**Material for the task:**
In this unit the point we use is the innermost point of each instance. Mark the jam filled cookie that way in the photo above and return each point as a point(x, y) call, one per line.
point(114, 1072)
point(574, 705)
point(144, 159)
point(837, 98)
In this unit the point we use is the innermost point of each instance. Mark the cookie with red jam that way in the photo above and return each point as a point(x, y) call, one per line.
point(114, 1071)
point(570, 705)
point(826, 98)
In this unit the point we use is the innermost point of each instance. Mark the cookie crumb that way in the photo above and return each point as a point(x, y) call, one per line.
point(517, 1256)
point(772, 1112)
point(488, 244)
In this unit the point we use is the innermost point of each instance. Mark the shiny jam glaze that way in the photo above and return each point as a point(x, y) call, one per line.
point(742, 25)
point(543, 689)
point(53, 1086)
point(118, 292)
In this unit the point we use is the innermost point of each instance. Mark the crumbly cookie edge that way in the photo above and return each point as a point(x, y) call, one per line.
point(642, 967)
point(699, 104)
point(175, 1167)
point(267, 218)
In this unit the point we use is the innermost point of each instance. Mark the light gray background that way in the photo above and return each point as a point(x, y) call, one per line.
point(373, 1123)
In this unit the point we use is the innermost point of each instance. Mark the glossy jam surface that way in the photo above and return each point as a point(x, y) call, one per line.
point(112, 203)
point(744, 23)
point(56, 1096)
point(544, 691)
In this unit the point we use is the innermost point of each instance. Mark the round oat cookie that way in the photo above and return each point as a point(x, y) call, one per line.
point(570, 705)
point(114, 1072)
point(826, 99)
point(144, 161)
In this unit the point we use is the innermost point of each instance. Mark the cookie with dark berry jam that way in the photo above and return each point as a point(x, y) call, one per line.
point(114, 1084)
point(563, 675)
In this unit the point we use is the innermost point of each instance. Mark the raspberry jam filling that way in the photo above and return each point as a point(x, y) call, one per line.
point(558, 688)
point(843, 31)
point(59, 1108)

**Brief:** Reproduce all of the records above verbatim, from the first line through the last.

**Solution to this task:**
In this unit the point we use is the innermost point of each instance. Mark the jam filled cookie that way in the photo above and return each point as a point(x, y) call, one per line.
point(114, 1072)
point(574, 705)
point(144, 159)
point(837, 98)
In this unit the point we use is the innermost point of each instance. Mark the cookie with red jam that way in the photo above and return each point as a point(x, y) call, one per line.
point(114, 1071)
point(570, 705)
point(826, 98)
In this unit the point we use is the innermost point of each instance. Mark the cookie crumb that way in the photo above and return each point as a point(x, y) call, one per line.
point(517, 1256)
point(772, 1112)
point(488, 244)
In this unit the point we use is the innermost point of each instance. Mark the shiny jam glaze that way in the photo above and return each point as a point(x, y) call, one per line.
point(742, 25)
point(543, 689)
point(53, 1086)
point(118, 292)
In this unit the point we use is the innermost point of each instance. Mark the crumbly cookie edge that way in the photo above and return each point as a point(x, y) call, one per line.
point(642, 967)
point(699, 104)
point(175, 1167)
point(267, 218)
In this unit the point we use is the innermost point of each instance. Mark the light gray background that way in the photo above and return each point as a point(x, y) call, one per line.
point(373, 1123)
In this unit the point we use is the innermost point of each instance. Mark the glossy jam surface that way in the photo above and return each point as a point(x, y) call, one per line.
point(112, 203)
point(744, 23)
point(56, 1096)
point(544, 691)
In this unit the point we use is the innermost point of each instance. Mark the round oat cookie that way in the photo above and return each point as a point(x, y) call, one per line.
point(570, 705)
point(114, 1072)
point(826, 99)
point(144, 161)
In this unit the point we use is the innermost point of each instance. Mark the cookie with dark berry jam that way in the photo above and return each point as a point(x, y) call, one per line.
point(114, 1084)
point(563, 675)
In this unit the point we use is the innermost point of each instance. Mark the raspberry jam filling that way in the photo above and return each point as a point(x, y) call, one per line.
point(558, 688)
point(843, 31)
point(59, 1108)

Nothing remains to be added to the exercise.